Task requirements: Count how many lines of the items that follow contain the string "below". Reply with the number alone.

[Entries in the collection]
☆ ☆ ☆ ☆
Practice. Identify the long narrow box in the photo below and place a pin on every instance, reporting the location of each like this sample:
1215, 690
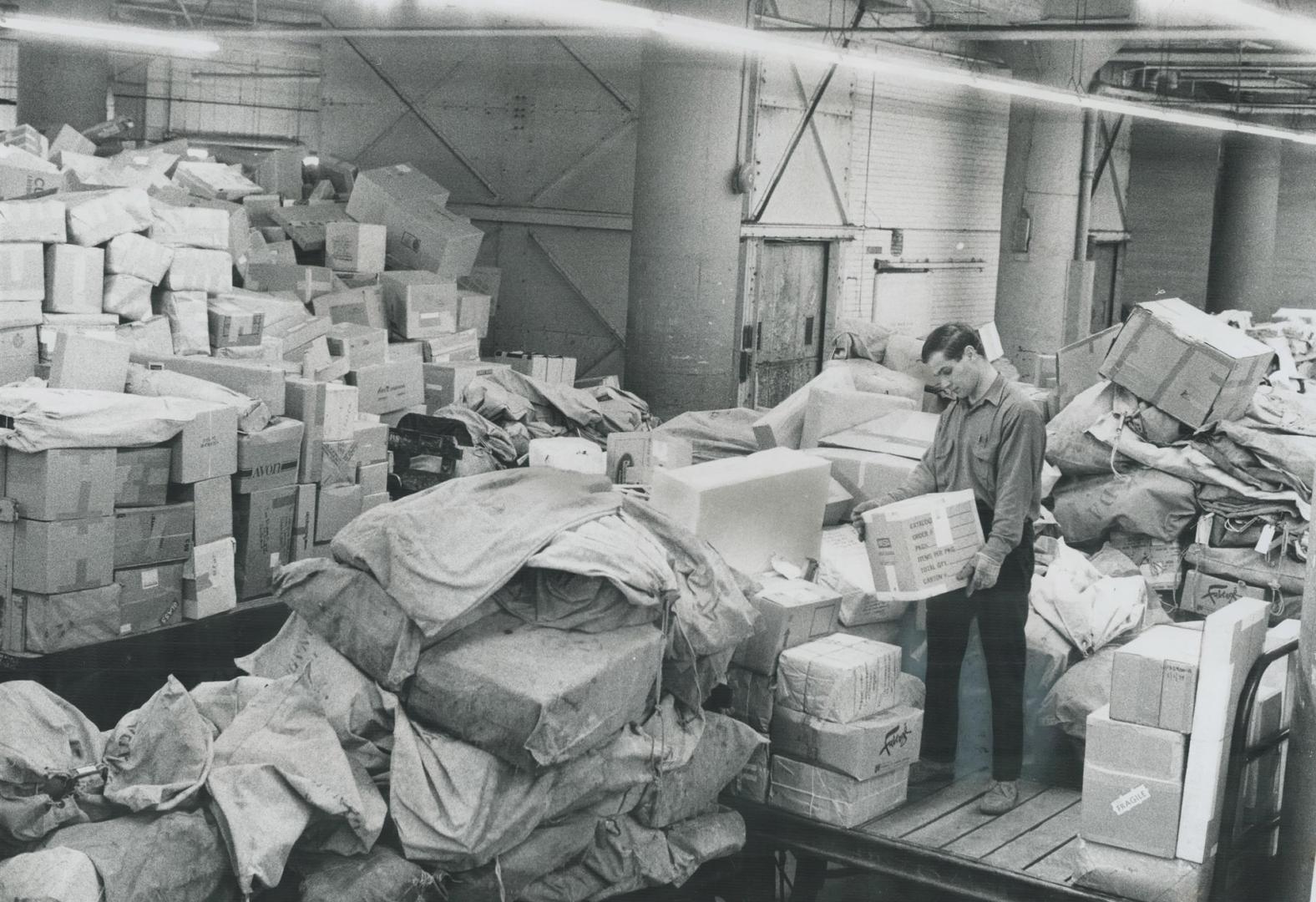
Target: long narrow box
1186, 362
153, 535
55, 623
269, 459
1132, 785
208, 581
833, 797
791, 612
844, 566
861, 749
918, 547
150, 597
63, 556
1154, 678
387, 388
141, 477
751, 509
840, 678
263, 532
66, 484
☆ ☆ ☆ ☆
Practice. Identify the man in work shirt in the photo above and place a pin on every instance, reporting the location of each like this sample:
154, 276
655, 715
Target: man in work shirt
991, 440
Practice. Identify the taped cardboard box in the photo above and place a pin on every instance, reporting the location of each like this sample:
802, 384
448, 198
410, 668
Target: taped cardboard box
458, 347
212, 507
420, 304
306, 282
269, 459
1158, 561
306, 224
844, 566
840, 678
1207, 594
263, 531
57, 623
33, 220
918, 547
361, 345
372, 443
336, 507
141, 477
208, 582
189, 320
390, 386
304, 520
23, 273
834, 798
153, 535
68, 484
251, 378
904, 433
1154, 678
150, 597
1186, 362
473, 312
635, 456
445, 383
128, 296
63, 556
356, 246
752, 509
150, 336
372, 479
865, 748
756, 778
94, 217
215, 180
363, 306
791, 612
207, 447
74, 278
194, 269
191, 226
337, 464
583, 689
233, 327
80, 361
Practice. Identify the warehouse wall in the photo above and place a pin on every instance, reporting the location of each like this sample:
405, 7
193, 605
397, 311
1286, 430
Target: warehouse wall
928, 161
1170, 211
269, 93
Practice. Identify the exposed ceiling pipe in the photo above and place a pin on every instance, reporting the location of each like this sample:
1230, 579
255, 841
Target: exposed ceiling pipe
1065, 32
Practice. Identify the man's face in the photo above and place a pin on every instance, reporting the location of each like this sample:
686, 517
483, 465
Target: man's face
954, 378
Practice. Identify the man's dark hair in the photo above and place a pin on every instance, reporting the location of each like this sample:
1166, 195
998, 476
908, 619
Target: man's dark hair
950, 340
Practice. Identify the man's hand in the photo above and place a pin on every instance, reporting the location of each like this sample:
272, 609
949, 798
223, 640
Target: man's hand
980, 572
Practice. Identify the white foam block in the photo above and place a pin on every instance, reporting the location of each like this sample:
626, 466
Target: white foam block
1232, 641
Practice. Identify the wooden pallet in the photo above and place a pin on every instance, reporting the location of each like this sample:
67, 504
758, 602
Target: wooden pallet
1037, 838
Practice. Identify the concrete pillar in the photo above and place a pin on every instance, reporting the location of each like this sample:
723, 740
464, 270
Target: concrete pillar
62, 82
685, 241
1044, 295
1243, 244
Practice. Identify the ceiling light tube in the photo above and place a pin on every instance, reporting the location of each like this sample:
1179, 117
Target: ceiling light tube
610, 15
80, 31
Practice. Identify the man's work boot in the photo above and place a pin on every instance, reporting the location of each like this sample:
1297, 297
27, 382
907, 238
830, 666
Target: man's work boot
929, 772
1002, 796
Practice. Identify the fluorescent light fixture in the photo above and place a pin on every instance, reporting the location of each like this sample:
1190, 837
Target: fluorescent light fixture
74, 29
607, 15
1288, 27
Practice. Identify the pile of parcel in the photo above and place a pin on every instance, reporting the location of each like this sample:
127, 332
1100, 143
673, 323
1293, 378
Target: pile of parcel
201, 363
☆ ☆ ☆ ☆
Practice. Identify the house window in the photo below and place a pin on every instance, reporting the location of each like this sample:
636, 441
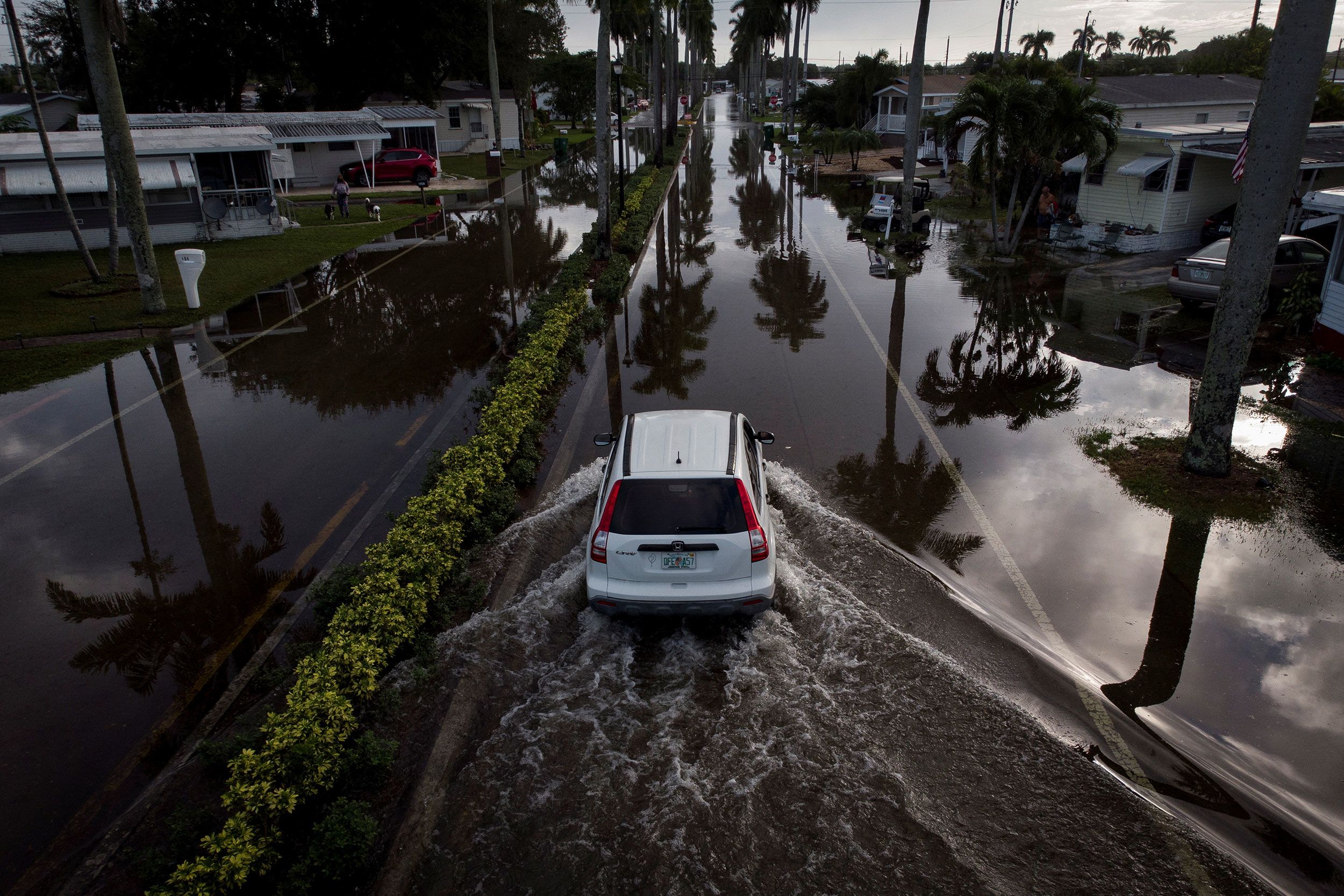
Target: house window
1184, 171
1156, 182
☆ ☆ ☆ ☆
Answer to this problem: 2